> _Document section_:
== == ==

Key Information
Date & Time: (3 days) Friday 29th May @ 5pm - Sunday 31st May @ 4pm
Where: The House at the Edge of the Woods, South Downs
Group size: maximum 4
Includes: all meals, accommodation, materials, saunas, guided sessions both in the house and the woods
Accommodation: shared or private rooms depending on availability.
Please Note:
I live with two small, non-shedding hypoallergenic dogs. They are very sweet, loving and mostly well-behaved. If you have a strong allergy to dogs then please let me know. There may be the possibility for them to go elsewhere for a few days.
If resources are limited and you feel called to this event, please reach out to discuss. Our contact details are shared below.
A three-day retreat for women remembering the old ways of tending, listening, and belonging.
There is a kind of witchcraft that does not announce itself —
the kind that rises slowly from the land you walk,
the kitchen where you stir herbs into a pot,
the bones you carry in your memory,
the quiet knowing that has been with you for years.
Waking Up the Witch is a small, intimate retreat (maximum 4 women) for those who feel that tug.

== == ==

> _Entries shown_:
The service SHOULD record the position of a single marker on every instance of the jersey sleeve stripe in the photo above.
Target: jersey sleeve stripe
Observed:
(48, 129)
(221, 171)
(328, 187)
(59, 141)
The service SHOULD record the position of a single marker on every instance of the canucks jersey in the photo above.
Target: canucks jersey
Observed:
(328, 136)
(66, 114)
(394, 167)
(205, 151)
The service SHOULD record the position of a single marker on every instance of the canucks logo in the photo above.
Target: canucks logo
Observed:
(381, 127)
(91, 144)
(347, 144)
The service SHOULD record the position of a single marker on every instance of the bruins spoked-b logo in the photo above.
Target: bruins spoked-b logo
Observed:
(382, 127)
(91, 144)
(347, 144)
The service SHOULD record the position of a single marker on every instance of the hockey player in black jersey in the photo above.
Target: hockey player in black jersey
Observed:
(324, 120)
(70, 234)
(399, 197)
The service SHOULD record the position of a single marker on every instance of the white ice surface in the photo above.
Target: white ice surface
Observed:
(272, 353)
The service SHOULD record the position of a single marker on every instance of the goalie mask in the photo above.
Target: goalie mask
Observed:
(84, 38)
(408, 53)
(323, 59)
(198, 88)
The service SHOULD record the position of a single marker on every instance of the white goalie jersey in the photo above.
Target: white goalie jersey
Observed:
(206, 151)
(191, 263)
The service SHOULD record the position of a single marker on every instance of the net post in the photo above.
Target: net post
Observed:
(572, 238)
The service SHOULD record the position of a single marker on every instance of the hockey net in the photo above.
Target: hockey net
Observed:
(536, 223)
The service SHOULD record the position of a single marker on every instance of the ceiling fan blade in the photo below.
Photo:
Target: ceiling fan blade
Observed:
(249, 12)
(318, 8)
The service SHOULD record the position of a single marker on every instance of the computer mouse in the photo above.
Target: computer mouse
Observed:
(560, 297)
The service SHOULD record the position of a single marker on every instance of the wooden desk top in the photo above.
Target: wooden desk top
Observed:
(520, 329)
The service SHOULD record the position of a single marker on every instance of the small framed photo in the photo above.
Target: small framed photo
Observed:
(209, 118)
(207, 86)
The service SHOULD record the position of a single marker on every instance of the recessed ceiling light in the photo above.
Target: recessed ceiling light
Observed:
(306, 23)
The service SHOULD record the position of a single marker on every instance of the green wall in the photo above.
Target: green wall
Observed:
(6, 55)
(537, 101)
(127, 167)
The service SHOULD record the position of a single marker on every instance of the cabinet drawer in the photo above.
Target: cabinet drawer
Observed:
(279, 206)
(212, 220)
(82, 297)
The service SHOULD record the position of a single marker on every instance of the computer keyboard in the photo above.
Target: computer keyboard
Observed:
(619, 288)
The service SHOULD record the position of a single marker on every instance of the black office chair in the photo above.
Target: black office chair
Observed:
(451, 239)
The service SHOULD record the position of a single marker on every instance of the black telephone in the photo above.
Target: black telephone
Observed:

== == ==

> _Tasks to perform_:
- a) In the retreat announcement, repeat word for word the part that opens with the words containing "A three-day retreat" and closes with "feel that tug.".
- b) Answer these questions using the retreat announcement:
(i) What is the maximum group size?
(ii) Where does the retreat take place?
(iii) How many dogs does the host live with?
- c) List everything the retreat announcement says the retreat includes.

> _Problem solutions_:
- a)
A three-day retreat for women remembering the old ways of tending, listening, and belonging.
There is a kind of witchcraft that does not announce itself —
the kind that rises slowly from the land you walk,
the kitchen where you stir herbs into a pot,
the bones you carry in your memory,
the quiet knowing that has been with you for years.
Waking Up the Witch is a small, intimate retreat (maximum 4 women) for those who feel that tug.

- b)
(i) Four
(ii) The House at the Edge of the Woods, South Downs
(iii) Two

- c) All meals, accommodation, materials, saunas, and guided sessions both in the house and the woods